**Text**
•••••
Into his 10th decade now, Baptist ethicist, author and preacher Henlee Barnette continues his unflinching call to Christian integrity in thought and action.

His career spans seven decades of Baptist history in the South. From the time of his conversion as a teenager from the cotton mills of Kannapolis, N.C., Barnette has brought to the task of ethics both his strong biblical faith and his willingness to examine honestly any issue.

His career as an activist began with a seminary chapel at Southern Baptist Theological Seminary in Louisville, Ky., and a call by the Baptist prophet Clarence Jordan to minister to Louisville’s Haymarket district of flophouses, tenements and bordellos. With Walter Rauschenbusch’s social gospel as a guiding light, Barnette spent years as pastor and friend to that blighted neighborhood, earning the nickname “Bishop of the Haymarket.”
•••••
**Supplied records**
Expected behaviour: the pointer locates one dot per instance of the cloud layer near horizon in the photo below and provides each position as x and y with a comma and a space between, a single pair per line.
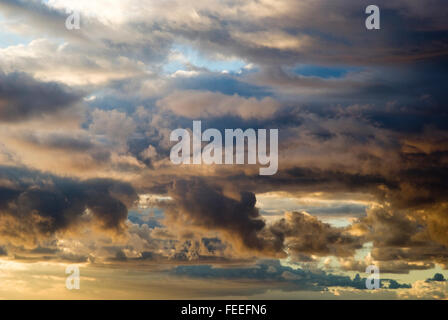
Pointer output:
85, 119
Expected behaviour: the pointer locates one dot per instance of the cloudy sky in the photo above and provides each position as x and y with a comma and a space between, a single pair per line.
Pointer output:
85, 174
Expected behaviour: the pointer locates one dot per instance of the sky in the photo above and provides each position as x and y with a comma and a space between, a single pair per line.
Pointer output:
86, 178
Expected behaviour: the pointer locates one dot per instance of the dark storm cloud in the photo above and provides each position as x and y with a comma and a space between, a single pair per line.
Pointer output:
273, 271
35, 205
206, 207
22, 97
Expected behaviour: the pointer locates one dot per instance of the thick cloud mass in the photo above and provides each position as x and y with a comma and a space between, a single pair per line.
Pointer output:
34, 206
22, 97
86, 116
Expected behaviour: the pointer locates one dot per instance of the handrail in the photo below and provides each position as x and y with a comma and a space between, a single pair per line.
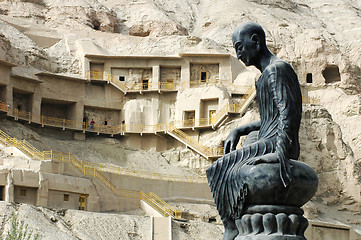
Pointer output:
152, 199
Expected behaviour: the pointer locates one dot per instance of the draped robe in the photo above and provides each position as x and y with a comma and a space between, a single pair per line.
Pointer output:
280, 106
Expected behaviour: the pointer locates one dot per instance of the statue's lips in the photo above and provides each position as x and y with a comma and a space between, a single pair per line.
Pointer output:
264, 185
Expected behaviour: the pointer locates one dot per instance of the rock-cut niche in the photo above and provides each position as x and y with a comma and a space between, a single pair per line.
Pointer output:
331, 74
•••••
**Directions**
- a) Rewrite the Henlee Barnette text from "Into his 10th" to "honestly any issue.", replacing "cotton mills" with "textile mills".
- b) Summarize the Henlee Barnette text in two sentences.

**List of solutions**
- a)
Into his 10th decade now, Baptist ethicist, author and preacher Henlee Barnette continues his unflinching call to Christian integrity in thought and action.

His career spans seven decades of Baptist history in the South. From the time of his conversion as a teenager from the textile mills of Kannapolis, N.C., Barnette has brought to the task of ethics both his strong biblical faith and his willingness to examine honestly any issue.

- b) Henlee Barnette, a Baptist ethicist, author and preacher now in his 10th decade, has spent seven decades of Baptist history in the South bringing strong biblical faith and a willingness to examine any issue honestly to the task of ethics. His activism began with a seminary chapel at Southern Baptist Theological Seminary in Louisville and Clarence Jordan's call to minister to the Haymarket district, where his years of service, guided by Walter Rauschenbusch's social gospel, earned him the nickname "Bishop of the Haymarket."